● Directions
Retype the tail of the data exactly, starting at the line containing "For the benchmark, mark every instance of the side" and stopping at the last line.

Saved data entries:

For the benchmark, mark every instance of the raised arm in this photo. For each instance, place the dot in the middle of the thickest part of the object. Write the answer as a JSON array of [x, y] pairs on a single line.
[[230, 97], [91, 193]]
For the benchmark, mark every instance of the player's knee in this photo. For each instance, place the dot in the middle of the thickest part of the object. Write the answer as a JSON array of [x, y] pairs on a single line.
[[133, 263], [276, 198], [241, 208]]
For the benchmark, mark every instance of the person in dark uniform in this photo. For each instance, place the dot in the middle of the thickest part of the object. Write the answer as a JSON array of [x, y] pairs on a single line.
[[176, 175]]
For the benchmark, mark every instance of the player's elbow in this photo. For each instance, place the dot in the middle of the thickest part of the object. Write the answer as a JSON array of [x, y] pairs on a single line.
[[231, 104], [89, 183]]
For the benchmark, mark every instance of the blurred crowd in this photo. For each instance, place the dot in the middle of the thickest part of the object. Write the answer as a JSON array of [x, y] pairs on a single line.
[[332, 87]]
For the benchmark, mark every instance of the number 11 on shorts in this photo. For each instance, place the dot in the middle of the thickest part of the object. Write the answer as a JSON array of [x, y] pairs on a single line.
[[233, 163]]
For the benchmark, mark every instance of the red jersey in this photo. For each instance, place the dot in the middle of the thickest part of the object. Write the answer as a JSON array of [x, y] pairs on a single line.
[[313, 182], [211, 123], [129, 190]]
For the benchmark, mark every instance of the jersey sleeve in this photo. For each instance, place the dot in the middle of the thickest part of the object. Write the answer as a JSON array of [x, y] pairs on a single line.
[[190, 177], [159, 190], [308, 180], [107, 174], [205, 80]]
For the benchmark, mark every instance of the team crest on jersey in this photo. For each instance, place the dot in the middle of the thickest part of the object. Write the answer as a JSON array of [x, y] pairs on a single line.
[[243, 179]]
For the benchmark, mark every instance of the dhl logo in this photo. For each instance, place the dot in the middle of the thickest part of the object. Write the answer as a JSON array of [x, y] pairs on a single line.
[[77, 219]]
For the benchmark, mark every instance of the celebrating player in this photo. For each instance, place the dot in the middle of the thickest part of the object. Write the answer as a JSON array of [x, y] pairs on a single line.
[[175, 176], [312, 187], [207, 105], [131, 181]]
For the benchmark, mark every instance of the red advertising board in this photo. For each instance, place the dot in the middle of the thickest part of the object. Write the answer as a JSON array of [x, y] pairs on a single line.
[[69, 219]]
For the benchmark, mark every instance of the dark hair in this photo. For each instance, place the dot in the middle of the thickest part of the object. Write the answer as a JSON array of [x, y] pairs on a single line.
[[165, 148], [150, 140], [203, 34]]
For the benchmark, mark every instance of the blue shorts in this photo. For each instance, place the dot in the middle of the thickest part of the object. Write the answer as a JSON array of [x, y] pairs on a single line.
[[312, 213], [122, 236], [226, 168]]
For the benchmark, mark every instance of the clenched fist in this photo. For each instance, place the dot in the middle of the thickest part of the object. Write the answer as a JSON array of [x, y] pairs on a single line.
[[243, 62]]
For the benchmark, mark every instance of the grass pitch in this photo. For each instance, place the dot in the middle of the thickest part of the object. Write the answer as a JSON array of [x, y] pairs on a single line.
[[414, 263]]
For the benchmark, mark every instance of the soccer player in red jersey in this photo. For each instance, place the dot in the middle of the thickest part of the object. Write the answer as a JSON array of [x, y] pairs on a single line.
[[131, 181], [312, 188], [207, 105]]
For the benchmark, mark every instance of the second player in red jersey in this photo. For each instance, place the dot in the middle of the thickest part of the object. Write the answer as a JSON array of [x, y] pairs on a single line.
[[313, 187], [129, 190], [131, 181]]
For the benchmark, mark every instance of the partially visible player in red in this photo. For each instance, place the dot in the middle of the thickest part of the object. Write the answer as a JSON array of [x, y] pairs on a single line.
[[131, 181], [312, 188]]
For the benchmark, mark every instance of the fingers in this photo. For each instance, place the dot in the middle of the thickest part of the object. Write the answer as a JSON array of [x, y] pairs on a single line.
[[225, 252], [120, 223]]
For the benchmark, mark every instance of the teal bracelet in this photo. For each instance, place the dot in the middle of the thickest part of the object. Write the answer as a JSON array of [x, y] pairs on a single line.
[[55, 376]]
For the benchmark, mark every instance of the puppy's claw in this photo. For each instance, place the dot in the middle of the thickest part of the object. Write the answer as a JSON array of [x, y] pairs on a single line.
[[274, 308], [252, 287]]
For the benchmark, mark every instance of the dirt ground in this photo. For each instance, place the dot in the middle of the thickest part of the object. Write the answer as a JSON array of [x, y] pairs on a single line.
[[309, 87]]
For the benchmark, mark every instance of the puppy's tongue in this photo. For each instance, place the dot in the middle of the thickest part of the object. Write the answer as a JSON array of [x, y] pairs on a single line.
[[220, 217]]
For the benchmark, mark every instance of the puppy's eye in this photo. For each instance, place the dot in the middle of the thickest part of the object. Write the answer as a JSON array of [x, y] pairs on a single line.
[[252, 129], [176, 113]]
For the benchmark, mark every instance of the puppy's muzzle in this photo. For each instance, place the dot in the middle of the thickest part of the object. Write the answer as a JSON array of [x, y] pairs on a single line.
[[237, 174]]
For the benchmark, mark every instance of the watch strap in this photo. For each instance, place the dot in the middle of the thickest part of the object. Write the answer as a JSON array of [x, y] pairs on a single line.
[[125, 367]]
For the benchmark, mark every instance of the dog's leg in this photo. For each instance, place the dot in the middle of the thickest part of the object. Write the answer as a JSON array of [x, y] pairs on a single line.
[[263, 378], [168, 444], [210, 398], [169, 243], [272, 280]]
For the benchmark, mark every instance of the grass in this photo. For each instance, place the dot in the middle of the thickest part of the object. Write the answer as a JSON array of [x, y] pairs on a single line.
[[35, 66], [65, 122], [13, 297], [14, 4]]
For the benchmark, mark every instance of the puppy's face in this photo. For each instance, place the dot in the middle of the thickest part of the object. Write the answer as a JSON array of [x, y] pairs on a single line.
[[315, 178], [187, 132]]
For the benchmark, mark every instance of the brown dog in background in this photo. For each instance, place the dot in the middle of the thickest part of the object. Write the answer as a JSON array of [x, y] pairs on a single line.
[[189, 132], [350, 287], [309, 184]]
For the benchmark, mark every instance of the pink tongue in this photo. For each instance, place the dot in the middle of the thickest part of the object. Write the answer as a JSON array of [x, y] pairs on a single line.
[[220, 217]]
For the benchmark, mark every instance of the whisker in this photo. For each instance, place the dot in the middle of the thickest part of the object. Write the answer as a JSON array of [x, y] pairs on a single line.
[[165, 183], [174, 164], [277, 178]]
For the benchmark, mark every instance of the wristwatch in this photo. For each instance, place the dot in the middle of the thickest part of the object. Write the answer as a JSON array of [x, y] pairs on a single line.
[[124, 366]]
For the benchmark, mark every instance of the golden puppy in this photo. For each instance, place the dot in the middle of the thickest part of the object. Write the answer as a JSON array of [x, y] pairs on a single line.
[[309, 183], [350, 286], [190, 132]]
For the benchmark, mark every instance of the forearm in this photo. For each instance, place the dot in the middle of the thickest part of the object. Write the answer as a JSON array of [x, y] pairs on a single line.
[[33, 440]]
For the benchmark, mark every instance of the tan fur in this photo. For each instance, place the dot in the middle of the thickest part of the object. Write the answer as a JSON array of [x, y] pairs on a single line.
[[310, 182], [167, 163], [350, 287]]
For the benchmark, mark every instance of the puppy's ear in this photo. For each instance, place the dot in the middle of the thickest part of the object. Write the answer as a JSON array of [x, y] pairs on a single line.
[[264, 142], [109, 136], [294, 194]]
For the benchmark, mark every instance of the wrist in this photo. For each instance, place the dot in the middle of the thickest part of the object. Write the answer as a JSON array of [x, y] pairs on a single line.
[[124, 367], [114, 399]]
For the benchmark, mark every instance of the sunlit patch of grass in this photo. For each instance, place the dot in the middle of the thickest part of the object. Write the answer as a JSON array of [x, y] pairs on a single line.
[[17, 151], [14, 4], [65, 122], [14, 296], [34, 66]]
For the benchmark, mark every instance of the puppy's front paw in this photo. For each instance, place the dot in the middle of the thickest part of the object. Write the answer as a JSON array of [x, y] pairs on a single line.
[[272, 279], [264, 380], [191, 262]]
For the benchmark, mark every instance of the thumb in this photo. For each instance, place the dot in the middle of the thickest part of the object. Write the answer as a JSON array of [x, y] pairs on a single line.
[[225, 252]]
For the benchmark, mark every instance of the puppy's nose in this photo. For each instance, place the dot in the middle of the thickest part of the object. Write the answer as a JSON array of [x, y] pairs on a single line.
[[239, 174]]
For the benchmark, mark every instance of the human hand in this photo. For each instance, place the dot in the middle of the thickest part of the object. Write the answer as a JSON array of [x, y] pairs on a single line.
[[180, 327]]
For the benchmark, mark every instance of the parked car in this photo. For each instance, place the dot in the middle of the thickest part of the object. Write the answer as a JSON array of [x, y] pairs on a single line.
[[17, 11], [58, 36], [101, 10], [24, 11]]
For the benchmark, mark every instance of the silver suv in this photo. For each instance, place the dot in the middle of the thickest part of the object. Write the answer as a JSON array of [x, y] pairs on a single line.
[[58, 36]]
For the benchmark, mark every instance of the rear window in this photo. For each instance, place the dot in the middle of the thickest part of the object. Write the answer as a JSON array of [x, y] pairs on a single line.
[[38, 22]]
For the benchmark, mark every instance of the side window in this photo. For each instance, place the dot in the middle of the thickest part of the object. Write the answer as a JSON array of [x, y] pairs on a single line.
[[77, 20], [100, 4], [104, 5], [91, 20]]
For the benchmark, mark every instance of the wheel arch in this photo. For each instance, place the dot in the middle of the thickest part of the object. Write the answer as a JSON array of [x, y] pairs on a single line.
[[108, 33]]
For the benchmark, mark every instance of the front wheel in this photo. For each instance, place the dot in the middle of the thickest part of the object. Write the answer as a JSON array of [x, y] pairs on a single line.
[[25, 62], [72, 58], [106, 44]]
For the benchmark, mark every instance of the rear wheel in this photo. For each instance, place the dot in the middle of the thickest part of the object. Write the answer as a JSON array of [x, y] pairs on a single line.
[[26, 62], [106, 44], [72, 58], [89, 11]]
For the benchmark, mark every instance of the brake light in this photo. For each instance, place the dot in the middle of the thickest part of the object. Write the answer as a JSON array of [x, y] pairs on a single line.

● Answer to this problem
For the benchmark, mark every instance of the side window in this photo. For each instance, place the dot in the middle of the thickest part of the object. Write the answer as a JSON array of [x, y] pairs on a single line.
[[77, 20], [100, 4], [104, 5], [91, 20]]
For the benchmark, mark every instance of the wheel arch in this photo. For each instance, place the dot in the middle of the thickest part of the object. Write the answer as a JSON array of [x, y] pairs on a single line.
[[108, 33]]
For the benchmark, mark every instance of the front wheel in this photo. For each instance, place the dot in the middle of the thickest part of the object. Write the answer as a JSON array of [x, y] pairs on a single line.
[[25, 62], [72, 58], [106, 44]]
For the benchmark, mark every instance of the rear wheel in this photo. For each instance, place the dot in the middle of the thickest part of the object. Write the answer as a JSON array of [x, y] pairs on a single line.
[[26, 62], [106, 44], [72, 58], [89, 11]]
For the benchmark, mark every instance of the brake light in this photo. For each instance, place the dot in the middle of the thickest part of the object. Write the answer as a JSON array of [x, y] pairs on a single line.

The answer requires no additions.